Reproduce the entries below verbatim, from their first line up to and including the line containing "118], [359, 115]]". Omit the pictures from your output.

>> Start

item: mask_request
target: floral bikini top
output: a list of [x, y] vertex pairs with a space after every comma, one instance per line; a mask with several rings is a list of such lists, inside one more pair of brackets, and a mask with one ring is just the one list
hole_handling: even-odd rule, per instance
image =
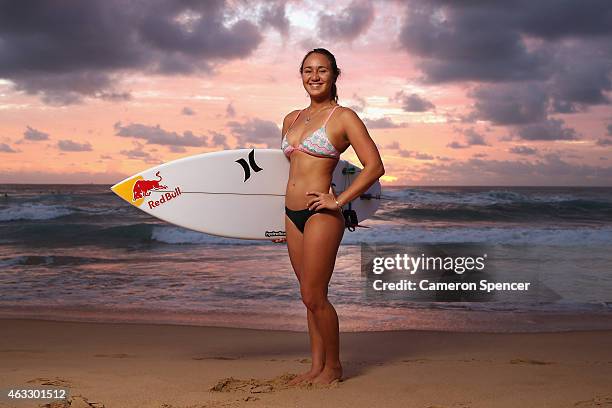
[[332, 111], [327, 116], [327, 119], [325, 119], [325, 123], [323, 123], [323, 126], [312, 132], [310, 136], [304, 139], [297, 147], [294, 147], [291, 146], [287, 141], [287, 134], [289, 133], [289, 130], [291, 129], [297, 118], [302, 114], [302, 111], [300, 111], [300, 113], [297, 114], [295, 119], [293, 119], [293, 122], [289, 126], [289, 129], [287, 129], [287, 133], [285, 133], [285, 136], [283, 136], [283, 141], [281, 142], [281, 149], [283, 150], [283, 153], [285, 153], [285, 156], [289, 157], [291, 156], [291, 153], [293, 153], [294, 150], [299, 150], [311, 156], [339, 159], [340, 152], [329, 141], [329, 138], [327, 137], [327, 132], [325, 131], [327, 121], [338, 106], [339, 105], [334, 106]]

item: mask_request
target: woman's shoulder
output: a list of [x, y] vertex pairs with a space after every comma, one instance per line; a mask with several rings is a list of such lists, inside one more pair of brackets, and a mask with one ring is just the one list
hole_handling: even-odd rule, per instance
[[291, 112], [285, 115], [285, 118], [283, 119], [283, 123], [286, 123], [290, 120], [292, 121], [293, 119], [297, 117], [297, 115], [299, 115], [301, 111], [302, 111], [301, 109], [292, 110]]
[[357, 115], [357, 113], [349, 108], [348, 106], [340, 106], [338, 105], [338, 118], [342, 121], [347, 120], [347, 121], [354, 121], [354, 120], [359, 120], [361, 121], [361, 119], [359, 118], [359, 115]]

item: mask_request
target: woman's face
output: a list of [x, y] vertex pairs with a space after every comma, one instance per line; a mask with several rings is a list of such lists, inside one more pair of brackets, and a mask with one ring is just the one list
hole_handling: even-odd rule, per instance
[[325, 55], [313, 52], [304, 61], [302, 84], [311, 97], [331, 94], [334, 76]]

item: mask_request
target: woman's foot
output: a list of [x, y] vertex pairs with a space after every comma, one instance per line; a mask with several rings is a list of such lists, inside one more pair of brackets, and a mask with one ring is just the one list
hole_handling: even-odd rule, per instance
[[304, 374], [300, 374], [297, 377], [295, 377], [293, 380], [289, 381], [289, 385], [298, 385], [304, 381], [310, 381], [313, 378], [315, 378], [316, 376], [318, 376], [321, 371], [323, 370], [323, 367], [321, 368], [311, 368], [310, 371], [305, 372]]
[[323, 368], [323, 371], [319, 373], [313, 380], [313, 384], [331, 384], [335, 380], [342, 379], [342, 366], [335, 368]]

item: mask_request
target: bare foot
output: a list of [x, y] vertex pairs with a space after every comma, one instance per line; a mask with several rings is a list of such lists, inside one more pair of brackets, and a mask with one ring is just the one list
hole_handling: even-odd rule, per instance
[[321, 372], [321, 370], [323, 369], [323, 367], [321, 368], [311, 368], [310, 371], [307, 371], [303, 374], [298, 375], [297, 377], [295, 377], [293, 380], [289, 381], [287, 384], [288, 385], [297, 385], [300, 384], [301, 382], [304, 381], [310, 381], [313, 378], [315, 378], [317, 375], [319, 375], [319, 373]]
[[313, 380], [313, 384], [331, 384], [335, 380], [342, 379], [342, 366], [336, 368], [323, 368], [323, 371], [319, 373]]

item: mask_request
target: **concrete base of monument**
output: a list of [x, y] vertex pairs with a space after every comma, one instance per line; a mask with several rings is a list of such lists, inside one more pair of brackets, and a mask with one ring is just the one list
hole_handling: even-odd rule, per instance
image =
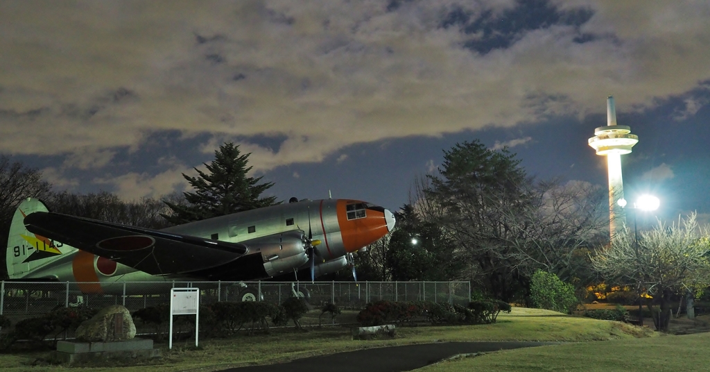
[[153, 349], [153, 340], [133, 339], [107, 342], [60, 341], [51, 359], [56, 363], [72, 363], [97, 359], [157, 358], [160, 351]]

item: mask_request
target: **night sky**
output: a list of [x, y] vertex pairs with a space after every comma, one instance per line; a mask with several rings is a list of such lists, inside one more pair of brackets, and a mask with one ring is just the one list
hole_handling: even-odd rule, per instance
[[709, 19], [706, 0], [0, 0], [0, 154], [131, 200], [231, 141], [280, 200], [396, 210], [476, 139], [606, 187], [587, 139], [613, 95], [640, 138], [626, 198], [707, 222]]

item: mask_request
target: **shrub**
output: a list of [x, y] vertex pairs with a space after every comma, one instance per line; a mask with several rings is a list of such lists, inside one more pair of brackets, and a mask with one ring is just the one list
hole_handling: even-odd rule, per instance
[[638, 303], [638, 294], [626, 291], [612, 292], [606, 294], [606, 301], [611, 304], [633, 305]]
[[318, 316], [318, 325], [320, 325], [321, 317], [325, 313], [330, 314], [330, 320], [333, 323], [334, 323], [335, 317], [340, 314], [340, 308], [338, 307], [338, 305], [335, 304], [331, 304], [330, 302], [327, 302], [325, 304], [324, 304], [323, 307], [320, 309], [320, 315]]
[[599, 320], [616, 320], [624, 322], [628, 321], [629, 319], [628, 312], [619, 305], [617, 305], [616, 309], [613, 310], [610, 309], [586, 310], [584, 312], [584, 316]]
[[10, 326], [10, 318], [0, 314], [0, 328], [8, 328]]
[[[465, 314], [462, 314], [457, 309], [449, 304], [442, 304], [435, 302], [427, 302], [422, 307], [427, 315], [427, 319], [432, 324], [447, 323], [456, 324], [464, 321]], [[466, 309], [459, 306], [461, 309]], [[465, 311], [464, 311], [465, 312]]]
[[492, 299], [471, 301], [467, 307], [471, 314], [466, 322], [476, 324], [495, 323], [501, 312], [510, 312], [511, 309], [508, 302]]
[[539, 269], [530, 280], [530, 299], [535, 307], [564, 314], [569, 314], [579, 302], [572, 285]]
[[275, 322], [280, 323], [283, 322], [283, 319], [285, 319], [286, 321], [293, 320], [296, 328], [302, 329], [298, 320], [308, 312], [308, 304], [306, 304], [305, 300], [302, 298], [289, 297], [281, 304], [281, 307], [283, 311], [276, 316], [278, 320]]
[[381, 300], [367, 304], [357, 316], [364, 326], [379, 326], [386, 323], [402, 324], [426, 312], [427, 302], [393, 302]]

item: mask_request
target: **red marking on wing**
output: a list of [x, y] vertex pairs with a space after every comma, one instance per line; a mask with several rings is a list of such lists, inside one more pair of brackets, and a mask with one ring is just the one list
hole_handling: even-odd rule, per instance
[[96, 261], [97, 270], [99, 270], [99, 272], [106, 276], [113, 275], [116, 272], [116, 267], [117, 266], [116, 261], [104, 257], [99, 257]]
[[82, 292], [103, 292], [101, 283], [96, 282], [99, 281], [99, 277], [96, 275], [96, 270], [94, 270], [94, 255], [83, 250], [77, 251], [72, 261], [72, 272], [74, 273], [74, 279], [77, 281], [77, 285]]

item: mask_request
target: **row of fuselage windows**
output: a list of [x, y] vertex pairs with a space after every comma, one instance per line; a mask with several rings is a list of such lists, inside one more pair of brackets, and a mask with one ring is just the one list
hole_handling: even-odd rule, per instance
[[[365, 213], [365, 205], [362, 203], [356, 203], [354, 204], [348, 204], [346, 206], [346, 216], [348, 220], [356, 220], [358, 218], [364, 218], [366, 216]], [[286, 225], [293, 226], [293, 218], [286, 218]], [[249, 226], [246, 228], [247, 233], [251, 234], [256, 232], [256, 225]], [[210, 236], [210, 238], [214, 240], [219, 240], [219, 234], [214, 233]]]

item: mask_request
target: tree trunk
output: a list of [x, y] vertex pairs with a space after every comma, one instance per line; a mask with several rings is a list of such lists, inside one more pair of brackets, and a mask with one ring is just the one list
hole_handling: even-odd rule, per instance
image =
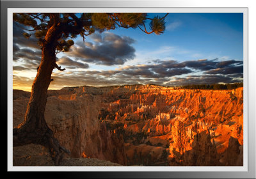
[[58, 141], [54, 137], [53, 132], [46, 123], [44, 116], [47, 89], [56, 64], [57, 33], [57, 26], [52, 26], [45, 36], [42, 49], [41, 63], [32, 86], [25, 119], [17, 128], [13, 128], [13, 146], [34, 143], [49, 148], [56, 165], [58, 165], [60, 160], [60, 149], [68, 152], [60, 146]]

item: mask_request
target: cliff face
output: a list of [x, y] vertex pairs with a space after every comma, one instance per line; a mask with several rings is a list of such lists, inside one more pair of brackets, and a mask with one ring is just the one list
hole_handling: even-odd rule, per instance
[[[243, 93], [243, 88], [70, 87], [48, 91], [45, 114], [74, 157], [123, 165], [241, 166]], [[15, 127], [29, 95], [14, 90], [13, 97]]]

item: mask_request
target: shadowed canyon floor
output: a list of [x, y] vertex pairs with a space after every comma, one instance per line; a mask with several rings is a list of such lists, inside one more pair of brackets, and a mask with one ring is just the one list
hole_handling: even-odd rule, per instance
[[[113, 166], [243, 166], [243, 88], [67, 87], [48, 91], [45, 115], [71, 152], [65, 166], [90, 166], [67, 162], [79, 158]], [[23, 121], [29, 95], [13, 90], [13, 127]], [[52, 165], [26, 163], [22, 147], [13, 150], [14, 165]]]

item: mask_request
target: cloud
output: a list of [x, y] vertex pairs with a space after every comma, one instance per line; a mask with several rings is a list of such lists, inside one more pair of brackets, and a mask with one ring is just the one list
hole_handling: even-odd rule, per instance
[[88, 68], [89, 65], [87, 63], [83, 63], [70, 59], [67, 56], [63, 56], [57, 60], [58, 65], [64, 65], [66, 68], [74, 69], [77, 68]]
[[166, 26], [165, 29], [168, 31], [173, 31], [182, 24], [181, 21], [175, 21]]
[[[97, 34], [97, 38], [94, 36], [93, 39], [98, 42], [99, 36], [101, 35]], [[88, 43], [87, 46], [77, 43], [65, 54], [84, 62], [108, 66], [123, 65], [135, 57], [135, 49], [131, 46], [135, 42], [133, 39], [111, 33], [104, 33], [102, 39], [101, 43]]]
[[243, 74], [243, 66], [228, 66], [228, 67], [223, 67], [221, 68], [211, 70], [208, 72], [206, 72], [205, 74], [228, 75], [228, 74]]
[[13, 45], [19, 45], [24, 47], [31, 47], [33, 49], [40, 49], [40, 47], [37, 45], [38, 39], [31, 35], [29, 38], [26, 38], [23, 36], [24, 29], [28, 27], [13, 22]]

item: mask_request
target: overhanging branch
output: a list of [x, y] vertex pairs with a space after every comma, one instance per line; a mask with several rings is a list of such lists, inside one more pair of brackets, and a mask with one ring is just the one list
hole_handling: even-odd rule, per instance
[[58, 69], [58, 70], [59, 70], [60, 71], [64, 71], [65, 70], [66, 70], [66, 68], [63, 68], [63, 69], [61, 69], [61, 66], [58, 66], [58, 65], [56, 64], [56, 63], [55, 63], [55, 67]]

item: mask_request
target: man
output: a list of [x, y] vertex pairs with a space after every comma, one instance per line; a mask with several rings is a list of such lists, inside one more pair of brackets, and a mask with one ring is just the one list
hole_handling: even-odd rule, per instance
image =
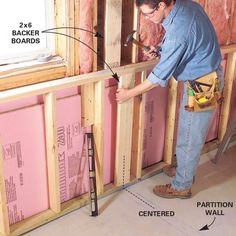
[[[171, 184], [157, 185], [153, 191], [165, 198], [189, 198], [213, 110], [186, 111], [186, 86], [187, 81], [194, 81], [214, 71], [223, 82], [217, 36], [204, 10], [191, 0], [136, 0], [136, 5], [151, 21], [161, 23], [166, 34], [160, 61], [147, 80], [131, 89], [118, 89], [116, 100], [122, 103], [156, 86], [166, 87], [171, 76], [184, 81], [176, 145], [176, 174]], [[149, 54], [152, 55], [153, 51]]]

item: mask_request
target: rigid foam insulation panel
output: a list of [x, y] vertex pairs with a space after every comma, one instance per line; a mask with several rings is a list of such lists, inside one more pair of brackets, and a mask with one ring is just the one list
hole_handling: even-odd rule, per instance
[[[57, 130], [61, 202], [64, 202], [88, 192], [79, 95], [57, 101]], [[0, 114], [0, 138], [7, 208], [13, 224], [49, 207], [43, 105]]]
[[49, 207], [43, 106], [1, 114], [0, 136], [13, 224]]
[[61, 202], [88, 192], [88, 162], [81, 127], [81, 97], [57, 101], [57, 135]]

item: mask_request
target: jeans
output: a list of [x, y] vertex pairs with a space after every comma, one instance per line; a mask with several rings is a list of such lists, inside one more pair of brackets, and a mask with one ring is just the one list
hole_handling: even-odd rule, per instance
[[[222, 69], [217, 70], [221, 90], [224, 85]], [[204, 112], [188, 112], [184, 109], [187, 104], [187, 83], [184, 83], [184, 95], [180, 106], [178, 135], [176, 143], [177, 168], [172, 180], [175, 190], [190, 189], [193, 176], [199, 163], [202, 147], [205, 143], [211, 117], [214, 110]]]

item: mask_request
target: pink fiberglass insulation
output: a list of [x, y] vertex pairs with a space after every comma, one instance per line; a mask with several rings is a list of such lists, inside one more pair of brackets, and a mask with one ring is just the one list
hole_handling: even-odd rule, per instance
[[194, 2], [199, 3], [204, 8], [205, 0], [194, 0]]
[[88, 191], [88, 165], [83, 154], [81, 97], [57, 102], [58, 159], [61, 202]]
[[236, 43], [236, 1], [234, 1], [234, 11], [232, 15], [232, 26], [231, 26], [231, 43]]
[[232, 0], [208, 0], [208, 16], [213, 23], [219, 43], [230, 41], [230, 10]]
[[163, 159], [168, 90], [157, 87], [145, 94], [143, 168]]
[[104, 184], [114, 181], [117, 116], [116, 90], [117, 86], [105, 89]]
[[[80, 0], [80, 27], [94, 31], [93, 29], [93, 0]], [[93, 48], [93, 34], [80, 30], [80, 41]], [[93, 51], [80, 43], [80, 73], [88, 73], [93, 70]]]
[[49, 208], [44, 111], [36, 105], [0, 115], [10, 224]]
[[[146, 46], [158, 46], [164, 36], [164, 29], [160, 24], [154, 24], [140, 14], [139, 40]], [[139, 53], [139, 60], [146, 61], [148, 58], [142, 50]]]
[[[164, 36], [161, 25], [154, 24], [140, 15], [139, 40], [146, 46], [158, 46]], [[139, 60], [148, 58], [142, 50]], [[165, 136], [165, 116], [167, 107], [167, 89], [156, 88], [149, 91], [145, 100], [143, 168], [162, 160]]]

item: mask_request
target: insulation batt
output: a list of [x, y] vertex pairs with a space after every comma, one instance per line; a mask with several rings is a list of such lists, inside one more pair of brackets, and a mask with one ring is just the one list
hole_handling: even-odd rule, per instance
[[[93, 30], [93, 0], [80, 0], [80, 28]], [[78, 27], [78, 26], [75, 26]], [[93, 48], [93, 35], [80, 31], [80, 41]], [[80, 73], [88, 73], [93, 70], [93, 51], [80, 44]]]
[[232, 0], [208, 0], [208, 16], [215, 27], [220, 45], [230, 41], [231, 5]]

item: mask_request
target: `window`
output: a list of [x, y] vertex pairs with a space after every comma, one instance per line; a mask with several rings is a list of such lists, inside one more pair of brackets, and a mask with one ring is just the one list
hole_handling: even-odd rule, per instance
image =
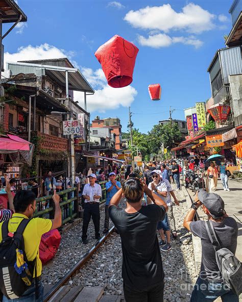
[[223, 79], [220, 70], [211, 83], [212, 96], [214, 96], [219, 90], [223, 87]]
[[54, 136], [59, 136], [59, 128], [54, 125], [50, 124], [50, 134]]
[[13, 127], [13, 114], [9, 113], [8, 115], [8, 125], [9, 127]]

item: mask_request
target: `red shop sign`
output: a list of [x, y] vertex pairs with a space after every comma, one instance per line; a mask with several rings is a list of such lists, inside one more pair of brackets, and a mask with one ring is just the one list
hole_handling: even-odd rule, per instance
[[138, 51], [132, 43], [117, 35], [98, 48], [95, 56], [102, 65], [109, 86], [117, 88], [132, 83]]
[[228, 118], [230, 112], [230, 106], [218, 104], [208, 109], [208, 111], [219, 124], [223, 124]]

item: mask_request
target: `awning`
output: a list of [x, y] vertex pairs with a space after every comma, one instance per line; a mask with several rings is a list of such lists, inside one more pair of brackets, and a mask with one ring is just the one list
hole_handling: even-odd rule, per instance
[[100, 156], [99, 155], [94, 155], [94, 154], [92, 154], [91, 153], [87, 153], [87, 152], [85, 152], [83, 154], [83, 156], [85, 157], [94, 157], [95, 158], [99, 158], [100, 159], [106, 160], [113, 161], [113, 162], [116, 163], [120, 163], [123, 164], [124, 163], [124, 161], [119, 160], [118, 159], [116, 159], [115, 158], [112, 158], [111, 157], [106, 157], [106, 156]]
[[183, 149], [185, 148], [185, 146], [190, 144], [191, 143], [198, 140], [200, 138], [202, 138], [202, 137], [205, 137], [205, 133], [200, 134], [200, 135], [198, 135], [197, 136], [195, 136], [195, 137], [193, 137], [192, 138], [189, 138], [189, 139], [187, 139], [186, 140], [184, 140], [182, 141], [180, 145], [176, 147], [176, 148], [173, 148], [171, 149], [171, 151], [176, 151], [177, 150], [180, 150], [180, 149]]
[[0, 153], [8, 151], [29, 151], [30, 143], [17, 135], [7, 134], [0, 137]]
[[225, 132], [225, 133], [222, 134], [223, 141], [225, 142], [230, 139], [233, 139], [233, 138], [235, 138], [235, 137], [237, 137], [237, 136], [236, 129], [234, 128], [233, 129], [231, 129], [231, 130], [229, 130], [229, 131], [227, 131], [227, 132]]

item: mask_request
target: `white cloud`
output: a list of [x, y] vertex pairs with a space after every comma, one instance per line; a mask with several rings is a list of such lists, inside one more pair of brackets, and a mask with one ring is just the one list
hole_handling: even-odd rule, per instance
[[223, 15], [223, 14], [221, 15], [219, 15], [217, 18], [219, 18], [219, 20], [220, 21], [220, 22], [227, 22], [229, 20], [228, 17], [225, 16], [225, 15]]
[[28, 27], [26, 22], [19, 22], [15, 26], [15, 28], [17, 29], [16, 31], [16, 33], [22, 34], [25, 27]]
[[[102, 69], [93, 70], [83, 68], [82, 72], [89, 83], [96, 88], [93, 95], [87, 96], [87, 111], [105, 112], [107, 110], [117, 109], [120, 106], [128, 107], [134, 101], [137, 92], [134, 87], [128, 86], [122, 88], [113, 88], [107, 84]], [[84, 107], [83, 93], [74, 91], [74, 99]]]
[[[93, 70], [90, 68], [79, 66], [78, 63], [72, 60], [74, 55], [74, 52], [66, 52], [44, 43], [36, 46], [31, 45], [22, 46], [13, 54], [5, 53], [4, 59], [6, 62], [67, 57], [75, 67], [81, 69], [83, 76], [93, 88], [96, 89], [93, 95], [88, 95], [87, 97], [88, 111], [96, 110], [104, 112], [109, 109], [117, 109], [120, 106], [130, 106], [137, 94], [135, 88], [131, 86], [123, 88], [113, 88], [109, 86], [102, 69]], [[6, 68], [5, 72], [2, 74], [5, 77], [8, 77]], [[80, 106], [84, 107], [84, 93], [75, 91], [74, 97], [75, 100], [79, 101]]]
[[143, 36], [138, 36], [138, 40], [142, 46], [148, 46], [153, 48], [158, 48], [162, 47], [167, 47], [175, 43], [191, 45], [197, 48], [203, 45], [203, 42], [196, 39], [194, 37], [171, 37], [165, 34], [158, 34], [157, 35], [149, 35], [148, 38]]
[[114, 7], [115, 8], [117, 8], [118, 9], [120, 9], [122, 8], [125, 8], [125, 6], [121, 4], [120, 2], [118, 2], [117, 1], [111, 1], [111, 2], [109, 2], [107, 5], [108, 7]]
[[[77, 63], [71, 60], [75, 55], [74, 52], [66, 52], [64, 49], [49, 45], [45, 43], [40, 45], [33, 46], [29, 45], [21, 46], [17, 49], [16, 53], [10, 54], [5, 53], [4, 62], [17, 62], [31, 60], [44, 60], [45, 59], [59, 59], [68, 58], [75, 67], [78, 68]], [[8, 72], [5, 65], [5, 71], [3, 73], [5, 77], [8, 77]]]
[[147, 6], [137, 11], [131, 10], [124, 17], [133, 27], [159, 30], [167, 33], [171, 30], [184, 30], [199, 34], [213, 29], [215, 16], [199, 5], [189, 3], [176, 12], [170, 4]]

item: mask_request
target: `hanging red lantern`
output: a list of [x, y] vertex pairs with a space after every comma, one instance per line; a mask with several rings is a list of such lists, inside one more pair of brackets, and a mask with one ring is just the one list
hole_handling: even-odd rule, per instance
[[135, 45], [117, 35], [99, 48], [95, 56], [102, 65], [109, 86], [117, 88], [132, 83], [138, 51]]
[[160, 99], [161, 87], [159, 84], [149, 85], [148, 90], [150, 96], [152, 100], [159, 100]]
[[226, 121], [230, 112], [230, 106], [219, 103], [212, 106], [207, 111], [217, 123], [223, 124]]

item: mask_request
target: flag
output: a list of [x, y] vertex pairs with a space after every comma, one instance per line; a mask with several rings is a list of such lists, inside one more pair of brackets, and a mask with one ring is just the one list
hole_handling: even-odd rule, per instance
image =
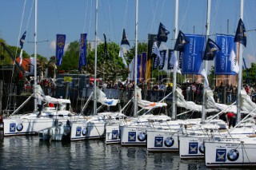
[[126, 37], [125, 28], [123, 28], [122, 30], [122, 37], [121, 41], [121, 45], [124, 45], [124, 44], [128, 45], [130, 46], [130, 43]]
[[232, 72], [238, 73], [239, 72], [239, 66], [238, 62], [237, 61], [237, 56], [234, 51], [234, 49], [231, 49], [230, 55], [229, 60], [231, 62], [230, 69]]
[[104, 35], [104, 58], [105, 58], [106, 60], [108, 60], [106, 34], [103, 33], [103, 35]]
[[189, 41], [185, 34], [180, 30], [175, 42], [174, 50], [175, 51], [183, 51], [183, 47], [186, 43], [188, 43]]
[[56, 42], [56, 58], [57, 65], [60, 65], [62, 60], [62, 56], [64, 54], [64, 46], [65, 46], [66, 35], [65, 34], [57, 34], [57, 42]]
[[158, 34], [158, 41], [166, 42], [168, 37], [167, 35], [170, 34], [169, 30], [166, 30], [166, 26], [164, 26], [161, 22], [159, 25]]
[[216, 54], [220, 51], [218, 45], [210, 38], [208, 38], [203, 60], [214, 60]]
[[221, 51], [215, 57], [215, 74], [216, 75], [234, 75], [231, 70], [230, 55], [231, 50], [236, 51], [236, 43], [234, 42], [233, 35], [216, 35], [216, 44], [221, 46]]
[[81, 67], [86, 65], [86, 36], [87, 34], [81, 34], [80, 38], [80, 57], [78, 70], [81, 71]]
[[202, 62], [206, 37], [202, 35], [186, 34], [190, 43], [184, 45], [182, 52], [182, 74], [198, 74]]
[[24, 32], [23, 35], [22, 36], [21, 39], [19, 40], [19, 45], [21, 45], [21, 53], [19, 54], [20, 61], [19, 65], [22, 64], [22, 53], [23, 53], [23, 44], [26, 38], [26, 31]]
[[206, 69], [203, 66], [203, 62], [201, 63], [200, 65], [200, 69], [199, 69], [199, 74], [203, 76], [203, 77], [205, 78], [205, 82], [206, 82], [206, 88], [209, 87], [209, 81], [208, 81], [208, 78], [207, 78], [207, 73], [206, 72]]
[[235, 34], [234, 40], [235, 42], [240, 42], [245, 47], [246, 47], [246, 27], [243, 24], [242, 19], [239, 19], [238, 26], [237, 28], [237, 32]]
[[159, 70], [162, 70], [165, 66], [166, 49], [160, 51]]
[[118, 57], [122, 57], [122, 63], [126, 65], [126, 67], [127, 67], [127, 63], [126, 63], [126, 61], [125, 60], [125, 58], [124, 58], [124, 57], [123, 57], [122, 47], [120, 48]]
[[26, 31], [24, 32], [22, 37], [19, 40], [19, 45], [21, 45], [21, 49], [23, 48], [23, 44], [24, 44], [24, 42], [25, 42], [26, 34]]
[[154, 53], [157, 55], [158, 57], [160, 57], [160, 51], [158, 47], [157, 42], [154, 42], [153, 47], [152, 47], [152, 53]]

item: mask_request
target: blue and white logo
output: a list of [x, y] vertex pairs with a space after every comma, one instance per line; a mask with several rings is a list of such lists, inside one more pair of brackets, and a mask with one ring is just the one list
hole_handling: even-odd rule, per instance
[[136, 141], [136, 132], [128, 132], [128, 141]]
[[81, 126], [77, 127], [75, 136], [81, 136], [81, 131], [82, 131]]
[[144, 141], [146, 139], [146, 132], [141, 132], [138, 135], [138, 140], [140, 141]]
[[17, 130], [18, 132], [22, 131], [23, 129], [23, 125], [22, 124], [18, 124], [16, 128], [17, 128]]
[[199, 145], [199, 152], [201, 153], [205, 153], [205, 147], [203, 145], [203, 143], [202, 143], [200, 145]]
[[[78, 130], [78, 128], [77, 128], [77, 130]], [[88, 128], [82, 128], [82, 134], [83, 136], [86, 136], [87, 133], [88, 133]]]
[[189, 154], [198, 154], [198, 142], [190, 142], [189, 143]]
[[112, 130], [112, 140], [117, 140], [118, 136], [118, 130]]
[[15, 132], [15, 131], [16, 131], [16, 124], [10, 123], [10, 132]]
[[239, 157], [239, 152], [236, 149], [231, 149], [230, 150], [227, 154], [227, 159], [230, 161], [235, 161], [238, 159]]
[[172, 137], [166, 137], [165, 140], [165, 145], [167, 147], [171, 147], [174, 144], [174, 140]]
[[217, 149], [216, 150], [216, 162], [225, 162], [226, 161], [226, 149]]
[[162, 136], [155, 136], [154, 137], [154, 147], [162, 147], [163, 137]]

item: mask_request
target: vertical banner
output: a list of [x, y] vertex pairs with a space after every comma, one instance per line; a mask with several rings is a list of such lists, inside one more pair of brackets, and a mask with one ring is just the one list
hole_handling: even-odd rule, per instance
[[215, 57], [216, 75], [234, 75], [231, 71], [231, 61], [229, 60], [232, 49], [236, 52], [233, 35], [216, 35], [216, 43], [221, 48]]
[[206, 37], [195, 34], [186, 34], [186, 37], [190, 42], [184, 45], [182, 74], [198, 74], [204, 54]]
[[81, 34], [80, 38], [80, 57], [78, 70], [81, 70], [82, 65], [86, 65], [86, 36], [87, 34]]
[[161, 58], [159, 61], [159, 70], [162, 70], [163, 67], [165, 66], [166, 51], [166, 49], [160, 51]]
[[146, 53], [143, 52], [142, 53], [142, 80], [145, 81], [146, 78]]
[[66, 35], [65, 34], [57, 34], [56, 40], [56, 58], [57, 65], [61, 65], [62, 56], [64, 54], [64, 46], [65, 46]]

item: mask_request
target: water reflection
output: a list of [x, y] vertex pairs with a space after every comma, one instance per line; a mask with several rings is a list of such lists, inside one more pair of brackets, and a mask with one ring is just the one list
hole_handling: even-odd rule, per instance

>> End

(CORRECT OUTPUT):
item: mask_request
target: floral bikini top
output: a list of [x, y] vertex pairs with a space after every comma, one instance per line; a mask with several rings is a list of such lists, inside one more pair of brackets, and a mask with one ring is just the one list
hole_handling: even-odd rule, per instance
image =
[[332, 111], [327, 116], [327, 119], [325, 119], [325, 123], [323, 123], [323, 126], [312, 132], [310, 136], [304, 139], [297, 147], [294, 147], [291, 146], [287, 141], [287, 134], [289, 133], [289, 130], [291, 129], [297, 118], [302, 114], [302, 111], [300, 111], [300, 113], [297, 114], [295, 119], [293, 119], [293, 122], [289, 126], [289, 129], [287, 129], [287, 133], [285, 133], [285, 136], [283, 136], [283, 141], [281, 142], [281, 149], [283, 150], [283, 153], [285, 153], [285, 156], [289, 157], [291, 156], [291, 153], [293, 153], [294, 150], [299, 150], [311, 156], [339, 159], [340, 152], [329, 141], [329, 138], [327, 137], [327, 132], [325, 131], [327, 121], [338, 106], [339, 105], [334, 106]]

item: mask_request
target: woman's shoulder
output: a list of [x, y] vertex pairs with a space after every comma, one instance per line; a mask with several rings is a list of such lists, inside one more pair of brackets, and a mask with one ring is just the one list
hole_handling: even-odd rule, per instance
[[291, 112], [285, 115], [285, 118], [283, 119], [283, 123], [286, 123], [290, 120], [292, 121], [293, 119], [297, 117], [297, 115], [299, 115], [301, 111], [302, 111], [301, 109], [292, 110]]
[[357, 115], [357, 113], [349, 108], [348, 106], [340, 106], [338, 105], [338, 118], [342, 121], [347, 120], [347, 121], [354, 121], [354, 120], [359, 120], [361, 121], [361, 119], [359, 118], [359, 115]]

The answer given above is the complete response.